- _Rows of bounding box annotation data_:
● ● ● ● ●

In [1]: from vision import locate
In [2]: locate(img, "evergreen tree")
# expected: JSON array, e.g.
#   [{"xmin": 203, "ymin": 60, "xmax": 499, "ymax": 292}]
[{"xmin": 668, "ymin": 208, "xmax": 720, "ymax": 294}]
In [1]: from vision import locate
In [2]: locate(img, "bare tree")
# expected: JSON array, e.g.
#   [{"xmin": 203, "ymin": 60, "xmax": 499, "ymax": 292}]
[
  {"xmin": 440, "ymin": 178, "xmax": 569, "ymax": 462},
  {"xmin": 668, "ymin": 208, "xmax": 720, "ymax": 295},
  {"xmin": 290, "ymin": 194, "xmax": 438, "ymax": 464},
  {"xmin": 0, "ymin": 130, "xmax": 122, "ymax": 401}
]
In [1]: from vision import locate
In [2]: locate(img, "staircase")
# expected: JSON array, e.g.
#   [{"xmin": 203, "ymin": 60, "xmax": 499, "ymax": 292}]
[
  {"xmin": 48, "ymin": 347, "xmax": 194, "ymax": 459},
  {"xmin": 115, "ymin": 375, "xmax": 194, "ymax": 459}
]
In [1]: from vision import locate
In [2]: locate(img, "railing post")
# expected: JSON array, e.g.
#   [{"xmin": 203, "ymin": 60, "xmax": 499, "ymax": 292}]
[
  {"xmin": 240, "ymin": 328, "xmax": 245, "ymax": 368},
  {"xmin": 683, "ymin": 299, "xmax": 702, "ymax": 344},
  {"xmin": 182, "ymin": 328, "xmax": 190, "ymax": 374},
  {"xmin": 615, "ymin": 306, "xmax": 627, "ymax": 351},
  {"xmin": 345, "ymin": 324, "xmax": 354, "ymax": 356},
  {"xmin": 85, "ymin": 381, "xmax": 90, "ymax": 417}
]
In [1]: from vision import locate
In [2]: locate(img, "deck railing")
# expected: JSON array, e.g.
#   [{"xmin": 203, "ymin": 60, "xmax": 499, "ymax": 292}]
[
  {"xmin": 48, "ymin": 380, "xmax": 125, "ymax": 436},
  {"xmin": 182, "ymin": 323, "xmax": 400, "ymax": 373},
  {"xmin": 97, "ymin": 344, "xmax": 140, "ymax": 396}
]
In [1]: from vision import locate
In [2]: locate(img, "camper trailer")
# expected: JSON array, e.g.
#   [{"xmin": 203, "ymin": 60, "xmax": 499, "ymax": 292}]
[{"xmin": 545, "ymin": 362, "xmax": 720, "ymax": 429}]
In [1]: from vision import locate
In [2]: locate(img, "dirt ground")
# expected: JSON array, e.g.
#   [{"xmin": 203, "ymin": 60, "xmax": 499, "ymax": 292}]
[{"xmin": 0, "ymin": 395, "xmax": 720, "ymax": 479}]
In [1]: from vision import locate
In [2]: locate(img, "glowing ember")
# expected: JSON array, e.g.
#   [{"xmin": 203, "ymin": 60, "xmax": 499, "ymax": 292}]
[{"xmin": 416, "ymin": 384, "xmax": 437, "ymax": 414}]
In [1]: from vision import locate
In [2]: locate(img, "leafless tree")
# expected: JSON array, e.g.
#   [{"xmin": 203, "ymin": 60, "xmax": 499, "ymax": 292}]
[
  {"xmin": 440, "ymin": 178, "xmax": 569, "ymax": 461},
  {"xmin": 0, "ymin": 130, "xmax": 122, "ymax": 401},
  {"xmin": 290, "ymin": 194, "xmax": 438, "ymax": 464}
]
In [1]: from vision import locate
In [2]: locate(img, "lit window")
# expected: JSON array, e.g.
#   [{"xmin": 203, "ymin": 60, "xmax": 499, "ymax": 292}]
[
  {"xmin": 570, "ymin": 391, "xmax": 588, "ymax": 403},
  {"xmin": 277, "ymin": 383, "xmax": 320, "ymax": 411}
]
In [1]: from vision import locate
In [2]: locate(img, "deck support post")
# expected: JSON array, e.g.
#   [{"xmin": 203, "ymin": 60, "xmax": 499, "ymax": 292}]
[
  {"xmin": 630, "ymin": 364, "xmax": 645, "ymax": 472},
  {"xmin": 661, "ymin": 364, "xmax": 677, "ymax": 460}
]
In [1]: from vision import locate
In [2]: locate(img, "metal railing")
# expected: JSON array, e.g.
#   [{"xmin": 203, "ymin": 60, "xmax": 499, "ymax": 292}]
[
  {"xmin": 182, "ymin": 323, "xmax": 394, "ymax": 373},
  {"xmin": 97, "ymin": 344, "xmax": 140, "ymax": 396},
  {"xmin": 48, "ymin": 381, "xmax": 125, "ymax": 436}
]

● ● ● ● ●

- _WHAT YOU HAVE TO DO_: Count the lines of the listing above that contain the string "tree". Give only the number.

- _OUTPUT FOR THIS EXERCISE_: 3